Problem statement: Rewrite all of the records below, swapping "window glass" for "side mirror" and leaving everything else as it is.

Stored entries:
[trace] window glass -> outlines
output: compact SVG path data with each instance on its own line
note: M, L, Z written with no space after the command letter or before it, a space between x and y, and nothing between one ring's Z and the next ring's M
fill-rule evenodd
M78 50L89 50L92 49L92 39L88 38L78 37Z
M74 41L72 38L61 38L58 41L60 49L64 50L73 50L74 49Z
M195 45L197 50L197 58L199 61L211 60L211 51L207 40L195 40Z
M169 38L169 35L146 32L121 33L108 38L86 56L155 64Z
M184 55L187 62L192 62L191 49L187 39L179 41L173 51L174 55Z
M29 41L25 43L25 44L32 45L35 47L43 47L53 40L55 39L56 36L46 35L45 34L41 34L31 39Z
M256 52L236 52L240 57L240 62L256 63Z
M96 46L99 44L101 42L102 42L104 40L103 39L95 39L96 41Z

Answer:
[trace] side mirror -> outlines
output: compact SVG path data with each instance on its own line
note: M, L, Z written with no space after the command letter or before it, a space between x and y, and nothing between one ring's Z and the next ring's M
fill-rule evenodd
M78 50L89 50L92 49L92 39L88 38L78 37Z
M74 41L72 38L61 38L58 41L60 49L64 50L73 50L74 49Z
M195 45L197 50L197 58L199 61L211 60L211 51L207 40L195 40Z
M169 38L169 35L146 32L121 33L108 38L86 56L155 64Z
M184 55L187 62L192 62L191 49L187 39L179 41L173 51L174 55Z
M29 41L25 43L25 44L32 45L35 47L43 47L53 40L55 39L56 36L46 35L45 34L41 34L31 39Z
M256 52L236 52L240 57L240 62L256 63Z
M96 46L99 44L101 42L102 42L104 40L103 39L95 39L96 41Z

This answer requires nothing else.